= Try it =
An exact copy of every record is the expected answer.
Records Start Marker
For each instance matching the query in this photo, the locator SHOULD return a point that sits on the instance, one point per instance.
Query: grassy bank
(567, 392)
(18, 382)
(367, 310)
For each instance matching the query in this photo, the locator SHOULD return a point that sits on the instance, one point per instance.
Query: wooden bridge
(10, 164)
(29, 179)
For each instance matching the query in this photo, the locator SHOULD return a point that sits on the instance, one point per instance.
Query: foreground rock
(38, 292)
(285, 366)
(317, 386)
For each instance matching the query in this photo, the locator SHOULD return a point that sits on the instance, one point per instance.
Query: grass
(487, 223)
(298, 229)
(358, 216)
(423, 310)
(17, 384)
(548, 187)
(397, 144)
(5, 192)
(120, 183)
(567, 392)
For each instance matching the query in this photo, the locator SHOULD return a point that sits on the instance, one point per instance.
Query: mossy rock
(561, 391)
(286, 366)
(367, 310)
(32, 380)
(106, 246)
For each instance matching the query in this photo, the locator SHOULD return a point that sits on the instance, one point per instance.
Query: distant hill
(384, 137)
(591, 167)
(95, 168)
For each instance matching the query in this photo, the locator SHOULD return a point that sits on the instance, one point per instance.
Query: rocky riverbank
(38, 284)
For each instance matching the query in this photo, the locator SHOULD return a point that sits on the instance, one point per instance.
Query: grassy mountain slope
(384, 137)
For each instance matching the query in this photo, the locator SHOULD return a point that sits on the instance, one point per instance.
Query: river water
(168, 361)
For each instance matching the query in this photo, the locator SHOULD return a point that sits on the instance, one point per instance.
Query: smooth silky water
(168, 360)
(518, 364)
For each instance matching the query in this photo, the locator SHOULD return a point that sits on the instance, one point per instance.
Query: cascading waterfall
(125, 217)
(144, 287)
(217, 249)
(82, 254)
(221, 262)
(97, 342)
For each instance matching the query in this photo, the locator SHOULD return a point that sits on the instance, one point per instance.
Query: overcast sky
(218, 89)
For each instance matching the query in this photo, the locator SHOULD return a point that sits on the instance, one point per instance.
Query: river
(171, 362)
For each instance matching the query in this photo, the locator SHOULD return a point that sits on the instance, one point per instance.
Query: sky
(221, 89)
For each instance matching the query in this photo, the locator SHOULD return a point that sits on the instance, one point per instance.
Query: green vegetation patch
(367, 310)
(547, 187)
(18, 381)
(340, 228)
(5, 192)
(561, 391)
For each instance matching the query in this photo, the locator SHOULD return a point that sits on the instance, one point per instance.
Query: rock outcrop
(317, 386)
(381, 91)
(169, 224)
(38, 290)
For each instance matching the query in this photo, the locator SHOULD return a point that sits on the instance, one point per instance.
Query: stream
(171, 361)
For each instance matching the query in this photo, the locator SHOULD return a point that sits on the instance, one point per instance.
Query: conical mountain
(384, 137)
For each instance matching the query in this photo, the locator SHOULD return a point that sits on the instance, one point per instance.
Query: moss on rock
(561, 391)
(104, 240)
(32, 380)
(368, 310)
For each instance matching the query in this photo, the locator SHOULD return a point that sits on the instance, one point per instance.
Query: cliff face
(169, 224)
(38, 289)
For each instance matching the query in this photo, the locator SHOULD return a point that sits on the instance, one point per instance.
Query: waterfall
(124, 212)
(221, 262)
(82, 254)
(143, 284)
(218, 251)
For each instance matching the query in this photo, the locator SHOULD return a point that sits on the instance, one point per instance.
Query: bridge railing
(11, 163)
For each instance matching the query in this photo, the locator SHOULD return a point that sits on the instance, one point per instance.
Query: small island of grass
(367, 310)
Records End Marker
= Answer section =
For each instance matching the query in this photo, the locator SHOULD return a point that sits on the instance, one point per instance.
Query: grassy bank
(567, 392)
(18, 382)
(367, 310)
For each instance matching the query in this photo, the locator SHOULD return a point that sits on the instance, one point per instance.
Query: wooden bridge
(10, 164)
(29, 179)
For each instance matching the query in this photo, the locator SHOULD return a point that sits on the instance, one point per instance.
Query: foreground rock
(38, 292)
(285, 366)
(317, 386)
For each instance matching the query in this photo, the locator SHOULD return a point that sits on the instance, one point per instance.
Query: grass
(487, 223)
(298, 229)
(358, 216)
(423, 310)
(17, 384)
(548, 187)
(397, 144)
(5, 192)
(120, 183)
(567, 392)
For each instance matching the query in this photo, the locator SHOULD return a point that sits on the instance, one point per instance.
Query: mossy rock
(561, 391)
(286, 366)
(367, 310)
(32, 380)
(106, 246)
For each instance matching the query in this photo, the locator SHOULD return a point that sits on the instance, one point per instance.
Query: distant hill
(384, 137)
(591, 167)
(95, 168)
For each instance matching the query in this photo, the locator SHOULD return a point that sits on the instance, one point per instance.
Query: rocky riverbank
(38, 284)
For each instance matching the query in this photo, the locator SHOULD return a point that sits on the instance, one point per instance.
Query: grassy mountain slope
(384, 137)
For each instance matching the query in this photo, the locator SHOULD return a point that sits on the instance, one point per instance.
Query: river water
(168, 361)
For each instance matching the query in this photo, the locator SHOULD return a point that sits on the instance, one point per instance.
Query: smooth silky water
(168, 360)
(518, 364)
For each instance matching the query in this photo, the locator SHOULD return a point that sits on the instance, one point per instance.
Query: cascading waterfall
(125, 217)
(144, 287)
(217, 249)
(82, 254)
(221, 262)
(97, 342)
For each instance matching the query in this photo, the locator SHOULD return a point that sits on the instance, one point per instance.
Query: overcast sky
(218, 89)
For each instance matching the query in this photo, the locator SHOULD return a point that sits on the instance, one point per instance.
Query: river
(171, 362)
For each instance matching the query in this photo, the locator SHOULD return a point that sits on the instance, one point per instance.
Query: sky
(221, 89)
For each instance matching the query in this photo, the locator SHOULD return a point that sits on the instance, one point per instance.
Query: green vegetation patch
(367, 310)
(547, 187)
(18, 381)
(340, 228)
(5, 192)
(561, 391)
For each instance matching the query in this photo, the locator SHOULD return a point that sits on the instance, one point per instance.
Query: rock outcrop
(317, 386)
(381, 91)
(169, 224)
(38, 290)
For each instance matching the query in this photo, the locator SHOULD return a point that sits on the instance, one point per instance.
Query: stream
(171, 361)
For each instance matching the query in this photo, the locator SHOULD return a point that sits on the instance, one point per instance.
Query: conical mountain
(384, 137)
For each instance matching the query in this photo, the locator SHOULD return a point that sits on the instance, one point per instance.
Query: moss on rock
(561, 391)
(104, 240)
(32, 380)
(368, 310)
For each instance matching the query in this photo, the locator SHOULD return a point that sits on the instance, one point per instance.
Query: cliff face
(169, 224)
(38, 289)
For each instance matching the query in this photo, the locator SHOULD return a point that sits on the instance, one point per instance.
Query: waterfall
(124, 212)
(221, 262)
(82, 254)
(143, 284)
(218, 251)
For each instance matching the query in this photo, the locator SHOULD return a point that sits on the instance, one point per instance.
Query: bridge railing
(11, 163)
For each instance matching the query in this photo, the locator SHOULD return a point that sits on the instance, one point per instance.
Query: small island of grass
(367, 310)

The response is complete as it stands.